■ RECORDS PROVIDED ■
* * *
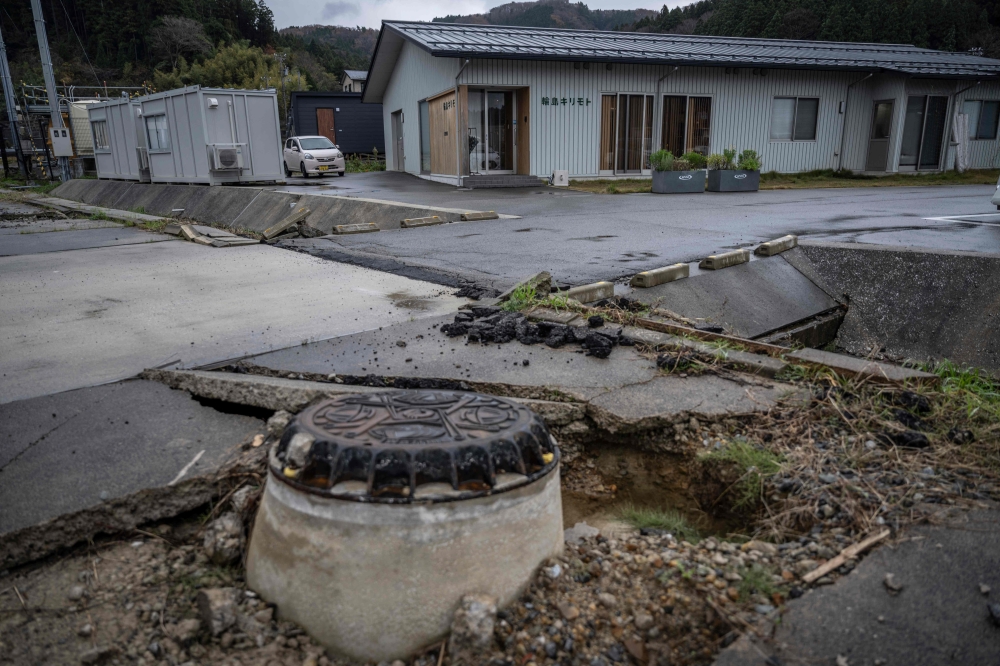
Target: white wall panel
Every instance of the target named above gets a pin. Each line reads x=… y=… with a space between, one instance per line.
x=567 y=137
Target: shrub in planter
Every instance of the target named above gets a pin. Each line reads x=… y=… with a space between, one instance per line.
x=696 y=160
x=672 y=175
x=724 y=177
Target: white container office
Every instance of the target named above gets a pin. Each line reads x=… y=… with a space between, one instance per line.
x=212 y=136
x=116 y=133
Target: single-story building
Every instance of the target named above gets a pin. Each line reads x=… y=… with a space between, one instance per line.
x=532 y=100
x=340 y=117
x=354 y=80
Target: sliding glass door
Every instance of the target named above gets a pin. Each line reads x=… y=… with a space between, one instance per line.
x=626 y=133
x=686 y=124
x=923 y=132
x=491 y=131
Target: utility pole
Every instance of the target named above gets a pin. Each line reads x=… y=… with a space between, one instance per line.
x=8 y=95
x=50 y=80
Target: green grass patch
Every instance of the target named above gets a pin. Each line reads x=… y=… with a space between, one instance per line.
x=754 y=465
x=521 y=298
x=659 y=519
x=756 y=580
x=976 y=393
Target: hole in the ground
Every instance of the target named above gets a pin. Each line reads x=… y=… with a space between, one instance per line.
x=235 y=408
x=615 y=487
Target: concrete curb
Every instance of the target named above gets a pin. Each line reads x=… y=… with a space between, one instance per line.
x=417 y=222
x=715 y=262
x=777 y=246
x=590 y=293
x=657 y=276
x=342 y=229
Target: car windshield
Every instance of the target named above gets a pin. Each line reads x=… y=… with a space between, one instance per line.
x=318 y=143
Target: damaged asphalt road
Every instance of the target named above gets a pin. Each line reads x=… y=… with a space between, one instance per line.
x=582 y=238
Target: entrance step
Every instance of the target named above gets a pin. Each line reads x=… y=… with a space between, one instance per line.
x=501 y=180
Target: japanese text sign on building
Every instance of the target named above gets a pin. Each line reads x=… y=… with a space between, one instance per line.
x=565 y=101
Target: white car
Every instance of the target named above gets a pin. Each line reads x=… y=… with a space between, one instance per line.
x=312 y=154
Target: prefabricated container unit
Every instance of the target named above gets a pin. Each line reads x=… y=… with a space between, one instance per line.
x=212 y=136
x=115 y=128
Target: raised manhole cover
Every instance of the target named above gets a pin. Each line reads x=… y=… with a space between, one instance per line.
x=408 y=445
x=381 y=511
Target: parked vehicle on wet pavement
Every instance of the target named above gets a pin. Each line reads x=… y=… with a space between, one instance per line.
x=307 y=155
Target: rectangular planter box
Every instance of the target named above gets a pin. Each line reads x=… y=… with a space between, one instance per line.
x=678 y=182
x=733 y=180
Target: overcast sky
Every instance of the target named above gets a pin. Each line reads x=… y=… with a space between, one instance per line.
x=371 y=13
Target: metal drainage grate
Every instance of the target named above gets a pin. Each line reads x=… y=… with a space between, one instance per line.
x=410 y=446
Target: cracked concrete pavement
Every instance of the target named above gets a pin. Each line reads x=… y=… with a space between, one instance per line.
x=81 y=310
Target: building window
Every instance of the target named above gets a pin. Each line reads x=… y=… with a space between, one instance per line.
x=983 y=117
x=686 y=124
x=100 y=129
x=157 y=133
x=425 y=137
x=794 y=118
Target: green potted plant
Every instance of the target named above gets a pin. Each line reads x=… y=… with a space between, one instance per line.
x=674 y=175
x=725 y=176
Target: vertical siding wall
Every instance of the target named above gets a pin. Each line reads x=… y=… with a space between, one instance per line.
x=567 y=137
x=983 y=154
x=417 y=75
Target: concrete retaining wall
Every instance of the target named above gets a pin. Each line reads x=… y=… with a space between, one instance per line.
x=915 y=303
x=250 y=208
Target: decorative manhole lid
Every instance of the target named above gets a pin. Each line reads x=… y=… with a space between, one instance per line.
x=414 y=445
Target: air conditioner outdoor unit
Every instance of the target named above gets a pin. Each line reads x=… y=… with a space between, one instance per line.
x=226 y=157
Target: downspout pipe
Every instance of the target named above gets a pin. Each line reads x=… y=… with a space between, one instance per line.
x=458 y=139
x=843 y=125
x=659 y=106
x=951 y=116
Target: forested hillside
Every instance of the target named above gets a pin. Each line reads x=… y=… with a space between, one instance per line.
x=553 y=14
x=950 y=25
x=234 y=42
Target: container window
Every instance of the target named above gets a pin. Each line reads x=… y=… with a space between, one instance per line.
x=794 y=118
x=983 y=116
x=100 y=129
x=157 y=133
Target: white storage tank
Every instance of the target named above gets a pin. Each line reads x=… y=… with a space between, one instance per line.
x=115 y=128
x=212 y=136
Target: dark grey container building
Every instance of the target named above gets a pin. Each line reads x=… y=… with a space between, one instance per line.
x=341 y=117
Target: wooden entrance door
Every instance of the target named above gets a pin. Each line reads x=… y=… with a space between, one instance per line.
* * *
■ ACTIVITY ■
The only reply wanted is the number of lines in the records above containing the word "unit".

■ WRITTEN RESPONSE ■
2